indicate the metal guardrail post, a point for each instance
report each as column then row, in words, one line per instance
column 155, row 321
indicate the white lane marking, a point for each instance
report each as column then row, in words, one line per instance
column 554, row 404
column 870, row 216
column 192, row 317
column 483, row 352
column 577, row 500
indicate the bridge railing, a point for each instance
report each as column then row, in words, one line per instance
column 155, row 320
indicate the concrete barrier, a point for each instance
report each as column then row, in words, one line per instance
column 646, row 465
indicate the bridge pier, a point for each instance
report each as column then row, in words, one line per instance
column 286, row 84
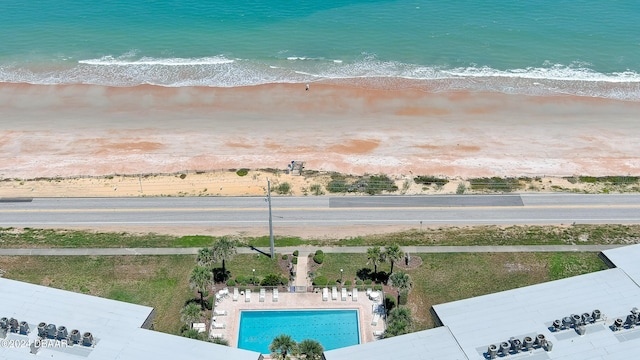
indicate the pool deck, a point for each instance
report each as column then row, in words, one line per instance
column 287, row 300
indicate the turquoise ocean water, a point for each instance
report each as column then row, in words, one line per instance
column 537, row 47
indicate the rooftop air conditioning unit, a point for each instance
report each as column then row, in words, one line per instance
column 52, row 331
column 87, row 339
column 617, row 324
column 528, row 342
column 505, row 347
column 14, row 326
column 42, row 331
column 492, row 351
column 24, row 328
column 75, row 336
column 62, row 333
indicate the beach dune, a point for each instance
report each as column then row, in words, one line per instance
column 70, row 130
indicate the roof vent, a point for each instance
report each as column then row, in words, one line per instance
column 617, row 324
column 52, row 331
column 528, row 342
column 14, row 325
column 24, row 328
column 575, row 319
column 492, row 351
column 504, row 348
column 42, row 331
column 62, row 333
column 75, row 336
column 87, row 339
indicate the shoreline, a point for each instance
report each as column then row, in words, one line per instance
column 72, row 130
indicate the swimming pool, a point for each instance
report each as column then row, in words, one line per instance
column 332, row 328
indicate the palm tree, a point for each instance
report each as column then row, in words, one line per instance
column 399, row 322
column 393, row 253
column 311, row 349
column 223, row 249
column 190, row 313
column 200, row 279
column 281, row 346
column 400, row 281
column 374, row 256
column 205, row 257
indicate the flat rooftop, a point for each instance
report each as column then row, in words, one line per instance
column 117, row 327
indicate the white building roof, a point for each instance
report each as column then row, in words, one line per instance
column 116, row 327
column 627, row 259
column 436, row 344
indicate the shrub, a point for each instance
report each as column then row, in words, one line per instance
column 318, row 257
column 242, row 172
column 379, row 183
column 316, row 189
column 272, row 280
column 337, row 185
column 404, row 297
column 427, row 180
column 208, row 303
column 320, row 281
column 283, row 188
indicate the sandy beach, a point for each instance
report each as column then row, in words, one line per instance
column 72, row 130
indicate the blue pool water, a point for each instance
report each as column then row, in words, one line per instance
column 332, row 328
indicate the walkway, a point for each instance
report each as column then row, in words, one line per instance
column 301, row 272
column 306, row 250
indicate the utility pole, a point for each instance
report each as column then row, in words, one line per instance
column 270, row 218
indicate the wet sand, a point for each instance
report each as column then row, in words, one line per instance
column 59, row 131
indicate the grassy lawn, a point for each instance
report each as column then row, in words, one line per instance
column 470, row 235
column 161, row 282
column 447, row 277
column 157, row 281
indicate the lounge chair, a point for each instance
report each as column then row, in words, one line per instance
column 376, row 317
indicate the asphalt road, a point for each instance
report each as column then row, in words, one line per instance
column 322, row 211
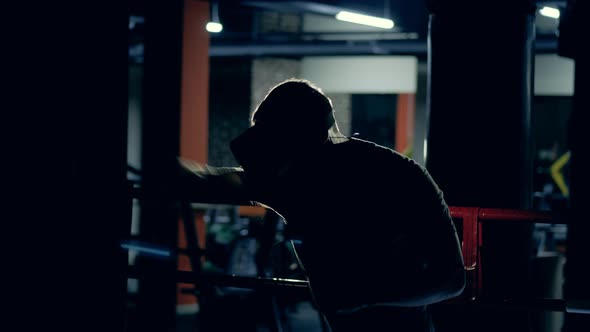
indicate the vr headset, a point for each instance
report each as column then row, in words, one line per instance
column 265, row 148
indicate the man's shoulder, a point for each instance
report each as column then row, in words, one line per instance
column 379, row 151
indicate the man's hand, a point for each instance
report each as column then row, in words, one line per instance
column 200, row 182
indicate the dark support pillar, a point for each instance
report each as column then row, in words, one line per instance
column 160, row 148
column 478, row 147
column 576, row 272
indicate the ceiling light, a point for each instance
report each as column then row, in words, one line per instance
column 214, row 25
column 365, row 19
column 549, row 12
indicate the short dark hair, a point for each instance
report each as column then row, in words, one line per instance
column 293, row 101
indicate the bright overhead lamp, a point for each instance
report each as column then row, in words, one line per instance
column 373, row 21
column 549, row 12
column 214, row 25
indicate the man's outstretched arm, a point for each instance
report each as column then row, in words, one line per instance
column 202, row 183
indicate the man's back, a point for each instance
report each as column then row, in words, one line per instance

◆ ◆ ◆

[WHAT TO DO] Nothing but a number is expected: the count of lines in the data that include the word "white".

[OUTPUT OF THE TASK] 2